*To do*
Please turn every line of the data below into a numbered list, leaving out any blank lines.

*Task material*
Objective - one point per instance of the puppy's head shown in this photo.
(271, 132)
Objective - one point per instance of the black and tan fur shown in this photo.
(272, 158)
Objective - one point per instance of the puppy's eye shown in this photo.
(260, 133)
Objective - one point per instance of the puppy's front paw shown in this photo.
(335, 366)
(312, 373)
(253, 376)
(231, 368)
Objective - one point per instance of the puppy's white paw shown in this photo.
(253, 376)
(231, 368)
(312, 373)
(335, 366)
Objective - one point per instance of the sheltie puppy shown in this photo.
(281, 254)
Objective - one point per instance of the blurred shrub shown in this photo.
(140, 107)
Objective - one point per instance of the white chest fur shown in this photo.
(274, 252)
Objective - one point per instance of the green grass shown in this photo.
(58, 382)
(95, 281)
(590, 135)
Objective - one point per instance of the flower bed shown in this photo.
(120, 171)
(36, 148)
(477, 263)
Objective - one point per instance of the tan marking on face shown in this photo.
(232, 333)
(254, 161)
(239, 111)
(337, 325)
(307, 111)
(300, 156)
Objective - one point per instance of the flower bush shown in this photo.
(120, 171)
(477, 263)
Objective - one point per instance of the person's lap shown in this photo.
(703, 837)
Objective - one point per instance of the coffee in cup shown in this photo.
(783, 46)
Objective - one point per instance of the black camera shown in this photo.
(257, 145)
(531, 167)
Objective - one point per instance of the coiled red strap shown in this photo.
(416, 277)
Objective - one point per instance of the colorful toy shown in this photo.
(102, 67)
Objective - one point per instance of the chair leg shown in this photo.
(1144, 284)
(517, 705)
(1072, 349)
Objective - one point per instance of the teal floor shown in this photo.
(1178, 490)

*Exercise result*
1. Objective - one point per instance of the puppy's head shown in this photo.
2. (271, 132)
3. Objective - one point per instance of the black and tan fur shown in this photo.
4. (272, 158)
5. Objective - one point per instance of the puppy's eye shown in this photo.
6. (260, 133)
7. Objective - one point per instance of the puppy's front paw shown in this photo.
8. (335, 366)
9. (312, 373)
10. (253, 376)
11. (231, 368)
12. Objective - one point per instance of the puppy's white paw shown in this photo.
13. (253, 376)
14. (231, 368)
15. (312, 373)
16. (335, 366)
17. Objective - one point per instance of the sheltie puppy shown in this photo.
18. (281, 254)
19. Objective - one point per instance of the blurred shrub shown in this photo.
20. (140, 107)
21. Objective - one point per instance of the white chest fur shown in this photo.
22. (274, 252)
23. Objective - one point per instance of the green grass shown in this photo.
24. (58, 382)
25. (95, 281)
26. (590, 135)
27. Objective - one point per instance of the flower bed shown in this photo.
28. (120, 171)
29. (36, 148)
30. (477, 263)
31. Objective - one point per instance of the tan marking on face shown in this photo.
32. (232, 333)
33. (254, 161)
34. (239, 111)
35. (337, 325)
36. (307, 111)
37. (300, 156)
38. Objective - one point per instance of the flower bush shown in this photo.
39. (120, 171)
40. (477, 263)
41. Objective - one point per instance of the person's lap shown in this photo.
42. (703, 837)
43. Objective - one point per instance of the coffee in cup shown in this photo.
44. (783, 46)
45. Objective - one point per instance of the black camera shown in this photo.
46. (257, 145)
47. (531, 167)
48. Objective - one point per instance of the coiled red strap shown in this photo.
49. (416, 277)
50. Objective - one point per instance of the colorful toy shown in this photo.
51. (102, 67)
52. Objective - one point per instance of the chair leg shown in this photo.
53. (1144, 284)
54. (517, 705)
55. (1072, 349)
56. Objective - one point per instance of the teal floor shown in this photo.
57. (1178, 490)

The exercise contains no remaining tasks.